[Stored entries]
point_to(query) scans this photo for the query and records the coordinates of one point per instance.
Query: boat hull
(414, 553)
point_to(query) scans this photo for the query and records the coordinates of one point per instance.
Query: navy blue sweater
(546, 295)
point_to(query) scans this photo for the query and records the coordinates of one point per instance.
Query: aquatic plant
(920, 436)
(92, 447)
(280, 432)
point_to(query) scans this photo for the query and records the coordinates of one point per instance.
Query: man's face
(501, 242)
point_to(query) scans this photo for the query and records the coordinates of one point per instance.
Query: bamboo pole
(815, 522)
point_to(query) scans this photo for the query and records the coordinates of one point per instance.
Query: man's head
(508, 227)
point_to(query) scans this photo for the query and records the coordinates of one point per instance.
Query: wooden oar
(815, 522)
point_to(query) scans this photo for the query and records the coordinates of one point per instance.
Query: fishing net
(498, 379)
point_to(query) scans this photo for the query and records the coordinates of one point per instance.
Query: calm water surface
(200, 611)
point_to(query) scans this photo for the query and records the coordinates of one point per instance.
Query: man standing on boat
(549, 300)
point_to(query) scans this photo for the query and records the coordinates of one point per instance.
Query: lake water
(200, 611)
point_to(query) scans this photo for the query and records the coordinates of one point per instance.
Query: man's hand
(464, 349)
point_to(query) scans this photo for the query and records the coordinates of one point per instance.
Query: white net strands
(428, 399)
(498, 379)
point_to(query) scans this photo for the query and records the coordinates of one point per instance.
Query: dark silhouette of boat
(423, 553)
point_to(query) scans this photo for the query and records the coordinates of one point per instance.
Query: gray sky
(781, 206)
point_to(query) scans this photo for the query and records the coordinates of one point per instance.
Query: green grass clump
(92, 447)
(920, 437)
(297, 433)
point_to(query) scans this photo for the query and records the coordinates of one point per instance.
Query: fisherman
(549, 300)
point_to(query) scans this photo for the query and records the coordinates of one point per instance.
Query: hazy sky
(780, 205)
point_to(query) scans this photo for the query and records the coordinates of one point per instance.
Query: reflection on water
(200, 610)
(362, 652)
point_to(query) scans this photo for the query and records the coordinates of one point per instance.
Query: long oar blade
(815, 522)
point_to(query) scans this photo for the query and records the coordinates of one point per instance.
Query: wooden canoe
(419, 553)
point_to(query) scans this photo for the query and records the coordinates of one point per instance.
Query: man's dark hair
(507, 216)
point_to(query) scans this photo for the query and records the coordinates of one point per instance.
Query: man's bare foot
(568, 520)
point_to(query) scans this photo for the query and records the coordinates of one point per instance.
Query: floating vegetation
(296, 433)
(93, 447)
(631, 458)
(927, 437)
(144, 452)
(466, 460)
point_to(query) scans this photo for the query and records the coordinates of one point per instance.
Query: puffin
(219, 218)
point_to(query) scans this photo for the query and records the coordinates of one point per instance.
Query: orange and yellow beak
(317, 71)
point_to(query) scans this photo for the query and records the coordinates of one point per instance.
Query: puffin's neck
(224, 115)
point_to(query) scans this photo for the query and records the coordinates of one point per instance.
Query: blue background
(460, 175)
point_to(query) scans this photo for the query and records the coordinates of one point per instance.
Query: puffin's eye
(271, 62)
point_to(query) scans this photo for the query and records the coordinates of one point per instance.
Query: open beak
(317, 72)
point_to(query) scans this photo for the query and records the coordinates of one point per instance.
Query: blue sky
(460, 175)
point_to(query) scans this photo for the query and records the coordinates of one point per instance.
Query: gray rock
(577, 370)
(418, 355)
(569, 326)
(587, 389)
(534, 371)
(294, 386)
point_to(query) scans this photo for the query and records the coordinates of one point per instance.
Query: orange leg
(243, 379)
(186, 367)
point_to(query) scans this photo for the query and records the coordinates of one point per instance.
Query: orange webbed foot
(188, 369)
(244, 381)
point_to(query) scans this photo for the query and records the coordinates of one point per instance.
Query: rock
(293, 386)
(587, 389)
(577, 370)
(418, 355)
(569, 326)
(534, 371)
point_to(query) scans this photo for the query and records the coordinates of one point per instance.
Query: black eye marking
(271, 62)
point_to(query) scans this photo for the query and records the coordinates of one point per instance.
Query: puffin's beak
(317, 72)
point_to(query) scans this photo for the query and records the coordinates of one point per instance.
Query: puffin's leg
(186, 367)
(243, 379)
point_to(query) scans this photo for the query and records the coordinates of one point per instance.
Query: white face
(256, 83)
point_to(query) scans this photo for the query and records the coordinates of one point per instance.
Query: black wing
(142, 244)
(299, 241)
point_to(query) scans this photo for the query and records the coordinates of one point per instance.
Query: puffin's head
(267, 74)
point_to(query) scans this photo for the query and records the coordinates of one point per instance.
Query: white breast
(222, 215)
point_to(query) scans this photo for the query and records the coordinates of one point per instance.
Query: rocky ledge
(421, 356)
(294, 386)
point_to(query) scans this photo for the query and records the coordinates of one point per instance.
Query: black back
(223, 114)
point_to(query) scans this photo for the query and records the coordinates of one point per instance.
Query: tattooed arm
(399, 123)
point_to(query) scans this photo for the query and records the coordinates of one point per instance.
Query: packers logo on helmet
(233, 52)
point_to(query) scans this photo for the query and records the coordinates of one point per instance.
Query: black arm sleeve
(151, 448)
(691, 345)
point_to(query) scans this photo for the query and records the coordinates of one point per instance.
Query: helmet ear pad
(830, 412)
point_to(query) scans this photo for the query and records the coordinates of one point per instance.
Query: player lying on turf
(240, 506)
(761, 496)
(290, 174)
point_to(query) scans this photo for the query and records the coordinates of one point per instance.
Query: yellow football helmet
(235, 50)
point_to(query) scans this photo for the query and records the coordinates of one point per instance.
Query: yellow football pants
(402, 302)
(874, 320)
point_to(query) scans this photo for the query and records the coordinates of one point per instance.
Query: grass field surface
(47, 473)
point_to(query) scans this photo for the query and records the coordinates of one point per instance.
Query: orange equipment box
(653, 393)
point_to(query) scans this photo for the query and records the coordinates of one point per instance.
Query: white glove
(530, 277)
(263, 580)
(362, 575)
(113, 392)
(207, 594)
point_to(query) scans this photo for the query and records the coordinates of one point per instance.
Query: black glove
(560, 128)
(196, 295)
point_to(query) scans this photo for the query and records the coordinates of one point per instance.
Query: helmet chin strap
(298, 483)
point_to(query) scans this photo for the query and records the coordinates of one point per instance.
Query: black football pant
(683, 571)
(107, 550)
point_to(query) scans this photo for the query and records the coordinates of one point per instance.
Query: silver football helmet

— Instructions to follow —
Return each line of the listing that contains the word "orange".

— Result of the task —
Query: orange and yellow beak
Query: orange leg
Query: orange webbed foot
Query: orange equipment box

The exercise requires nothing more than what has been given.